> Treść zadania 1
Sprawdź, czy poniższe stwierdzenia zgadzają się z podanym tekstem. Przy każdym odpowiedz „tak” albo „nie” i przytocz dosłownie słowa tekstu, które o tym przesądzają.
(a) „Marsz Mokotowa” można usłyszeć codziennie o 17.00 z wieży Domku Gotyckiego.
(b) Pałac Szustrów można oglądać wyłącznie z zewnątrz.
(c) Brama, którą kiedyś wchodziło się do parku, już nie istnieje.
> Treść zadania 2
Przepisz bez zmian fragment podanego tekstu, zaczynając od słów „- Pałac Szustrów” i ciągnąc aż do słów „koncerty muzyki poważnej.”.

> Podany tekst
'''

Atrakcje/ciekawe miejsca:
- Hymn Mokotowa – „Marsz Mokotowa” odgrywany na pamiątkę Powstania Warszawskiego. Możecie go posłuchać codziennie o 17.00 z wieży Domku Gotyckiego (zwanego też Gołębnikiem), stojącego tuż przy ulicy Puławskiej (w pobliżu Belgijskiej). Przy Domku Gotyckim do dzisiaj stoi brama, którą kiedyś wchodziło się do parku.
- Pałac Szustrów – pałac ma bardzo nietypową architekturę, wygląda trochę jak z innego świata. Łączy w sobie kilka stylów architektonicznych i stąd m.in. bierze się jego nietypowy wygląd. Pałac możecie obejrzeć od środka, odbywają się w nim otwarte dla publiczności koncerty muzyki poważnej.

'''

> Podane dane
'''

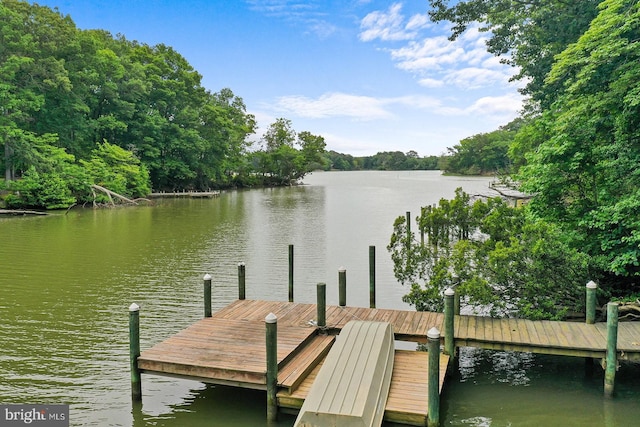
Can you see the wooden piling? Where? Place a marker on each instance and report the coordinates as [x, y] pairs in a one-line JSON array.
[[591, 302], [433, 342], [290, 273], [342, 287], [449, 310], [372, 276], [271, 324], [207, 295], [322, 304], [134, 351], [242, 278], [612, 344], [408, 228]]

'''

> Wynik końcowy 1
(a) Tak: „Możecie go posłuchać codziennie o 17.00 z wieży Domku Gotyckiego”.
(b) Nie: „Pałac możecie obejrzeć od środka”.
(c) Nie: „Przy Domku Gotyckim do dzisiaj stoi brama, którą kiedyś wchodziło się do parku”.

> Wynik końcowy 2
- Pałac Szustrów – pałac ma bardzo nietypową architekturę, wygląda trochę jak z innego świata. Łączy w sobie kilka stylów architektonicznych i stąd m.in. bierze się jego nietypowy wygląd. Pałac możecie obejrzeć od środka, odbywają się w nim otwarte dla publiczności koncerty muzyki poważnej.